— START DATA IN THIS EXERCISE —

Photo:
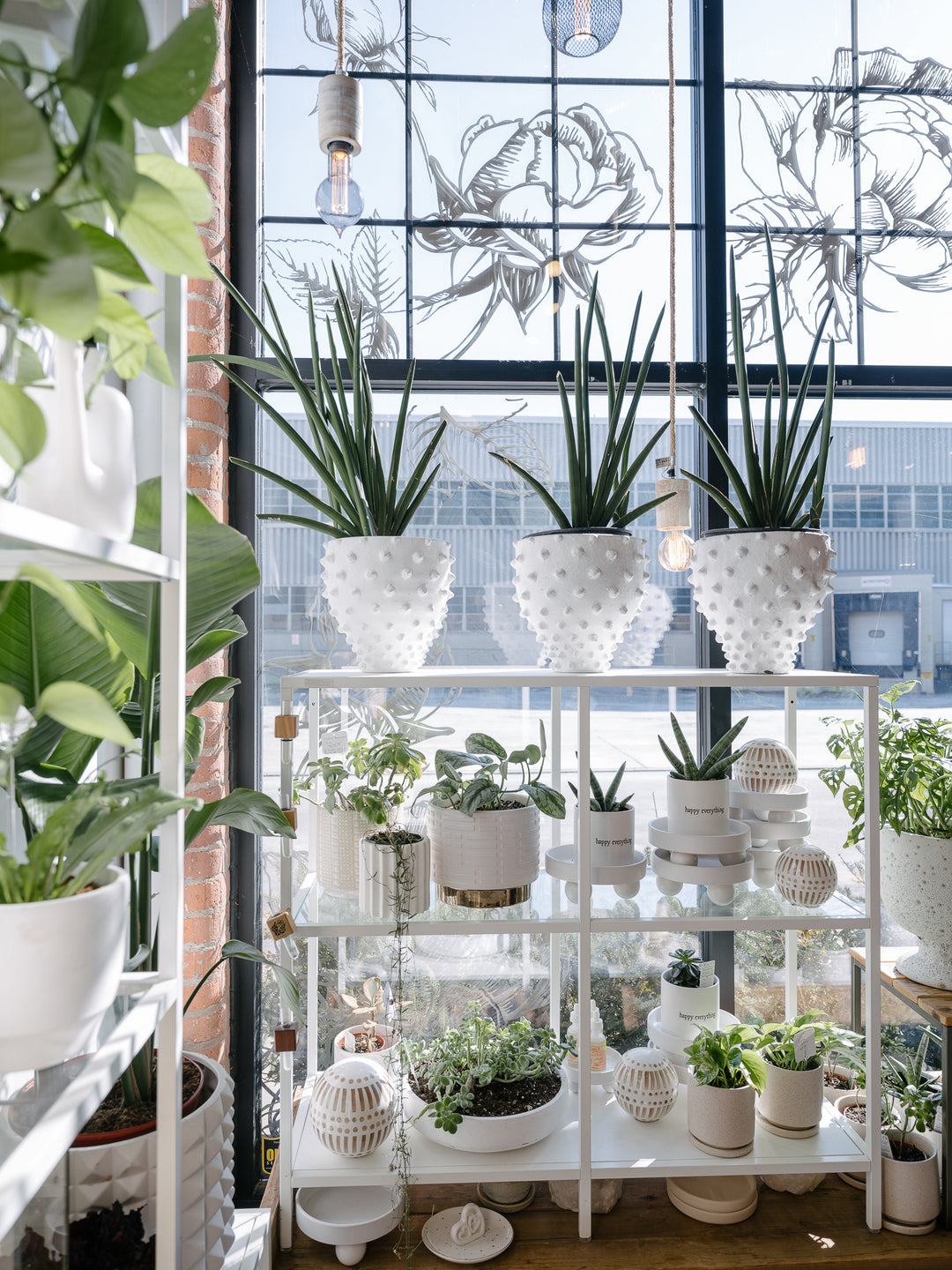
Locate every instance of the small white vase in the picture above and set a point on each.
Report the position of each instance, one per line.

— END DATA IN THIS EXERCISE —
— START DATA IN THIS EXERCISE —

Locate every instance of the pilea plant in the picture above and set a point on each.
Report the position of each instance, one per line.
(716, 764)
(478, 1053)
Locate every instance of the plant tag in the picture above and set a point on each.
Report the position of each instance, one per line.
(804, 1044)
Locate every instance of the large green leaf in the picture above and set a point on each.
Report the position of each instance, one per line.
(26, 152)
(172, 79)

— END DATA IN THIS EXERCISE —

• _BRIEF_:
Pick out each line of the material above that contains the word "every", and copy those lines in full.

• _ANSWER TO THE TASK_:
Locate every instance of the small white vase in the picture above and set a point on each.
Locate every instance of the pilea plant in the picture above and set a point on each.
Locate every instance of the plant tag in the picture above and set a point on each.
Locate every instance of the large green leaf in the picture above and set a point on each.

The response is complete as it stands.